▸ **Task list**
• a. According to the pipeline upgrades text, which environment variable must be set in your shell for this section?
• b. Pick up the pipeline upgrades text where it ends and write the next part.

# Pipeline Upgrades

In this section, we look at how we can use the previous building blocks that we put together to test different pipeline combinations

## Experimentation

In our previous example, we saw how we could evaluate a RAG system using some simple metrics such as recall. Let's see how we can use this to quickly experiment with different pipelines and get a quantiative idea of how good or bad different metrics stack up against each other

> Make sure to have set the environment variable `COHERE_API_KEY` in your shell for this section

### Re-Rankers

How do re-rankers affect the result of the final returned values

In [2]:
from lib.data import get_labels
from lib.db import get_table
from lib.models import EmbeddedPassage
import lancedb

db = lancedb.connect("../lance")
test_data = get_labels("../queries_single_label.json")
table = get_table(db,"ms_marco",EmbeddedPassage)

In [12]:
from lancedb.rerankers import CohereReranker
from lib.eval import score

def rerank_search(query,table,limit,query_type):
    reranker = CohereReranker()
    return [
        item["chunk_id"]
        for item in table.search(query, query_type=query_type).limit(limit).rerank(reranker=reranker).to_list()

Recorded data
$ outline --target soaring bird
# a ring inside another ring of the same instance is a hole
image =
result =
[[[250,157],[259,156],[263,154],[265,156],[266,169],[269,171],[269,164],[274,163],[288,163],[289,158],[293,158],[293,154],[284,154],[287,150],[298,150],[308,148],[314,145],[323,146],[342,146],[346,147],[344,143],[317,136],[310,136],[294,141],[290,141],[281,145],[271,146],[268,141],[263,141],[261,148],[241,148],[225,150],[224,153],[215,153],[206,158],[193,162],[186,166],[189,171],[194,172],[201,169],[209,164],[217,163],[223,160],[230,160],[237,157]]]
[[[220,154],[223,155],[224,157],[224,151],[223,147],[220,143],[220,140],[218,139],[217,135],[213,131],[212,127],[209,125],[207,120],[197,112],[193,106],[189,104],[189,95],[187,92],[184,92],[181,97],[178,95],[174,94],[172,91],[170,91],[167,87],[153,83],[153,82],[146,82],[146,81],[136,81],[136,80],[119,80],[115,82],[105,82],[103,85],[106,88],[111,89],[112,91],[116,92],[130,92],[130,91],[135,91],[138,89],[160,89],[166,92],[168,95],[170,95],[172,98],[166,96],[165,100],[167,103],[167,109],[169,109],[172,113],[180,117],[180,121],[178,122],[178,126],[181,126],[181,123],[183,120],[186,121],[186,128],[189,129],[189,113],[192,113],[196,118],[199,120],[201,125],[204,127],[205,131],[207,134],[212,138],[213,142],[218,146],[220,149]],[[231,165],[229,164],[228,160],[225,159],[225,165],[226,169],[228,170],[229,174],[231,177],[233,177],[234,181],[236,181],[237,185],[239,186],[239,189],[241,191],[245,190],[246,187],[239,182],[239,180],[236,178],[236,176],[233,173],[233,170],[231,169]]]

▸ **Responses**
• a. COHERE_API_KEY

• b.
    ]

query = test_data[0]
retrieved_chunk_ids = rerank_search(query['query'],table,25,"fts")
evaluation_metrics = score(retrieved_chunk_ids,query['selected_chunk_id'])
evaluation_metrics

{'mrr@3': 1.0,
 'mrr@5': 1.0,
 'mrr@10': 1.0,
 'mrr@15': 1.0,
 'mrr@25': 1.0,
 'recall@3': 1.0,
 'recall@5': 1.0,
 'recall@10': 1.0,
 'recall@15': 1.0,
 'recall@25': 1.0}

In [18]:
from lib.query import full_text_search,semantic_search
import pandas as pd
from tabulate import tabulate

test_data = get_labels("../queries_single_label.json")[:10]

def rerank_semantic(table,queries,top_k):
    return [rerank_search(query['query'],table,top_k,"vector") for query in queries]

def rerank_fts(table,queries,top_k):
    return [rerank_search(query['query'],table,top_k,"fts") for query in queries]

candidates = {
    "Full Text Search": full_text_search,
    "Semantic Search": semantic_search,
    "Reranked Full Text Search" : rerank_fts,
    "Reranked Semantic":rerank_semantic
}
results = {}

for candidate,search_fn in candidates.items():
    search_results = search_fn(table,test_data,25)
    evaluation_metrics = [
        score(retrieved_chunk_ids,query['selected_chunk_id']) 
        for retrieved_chunk_ids,query in zip(search_results,test_data)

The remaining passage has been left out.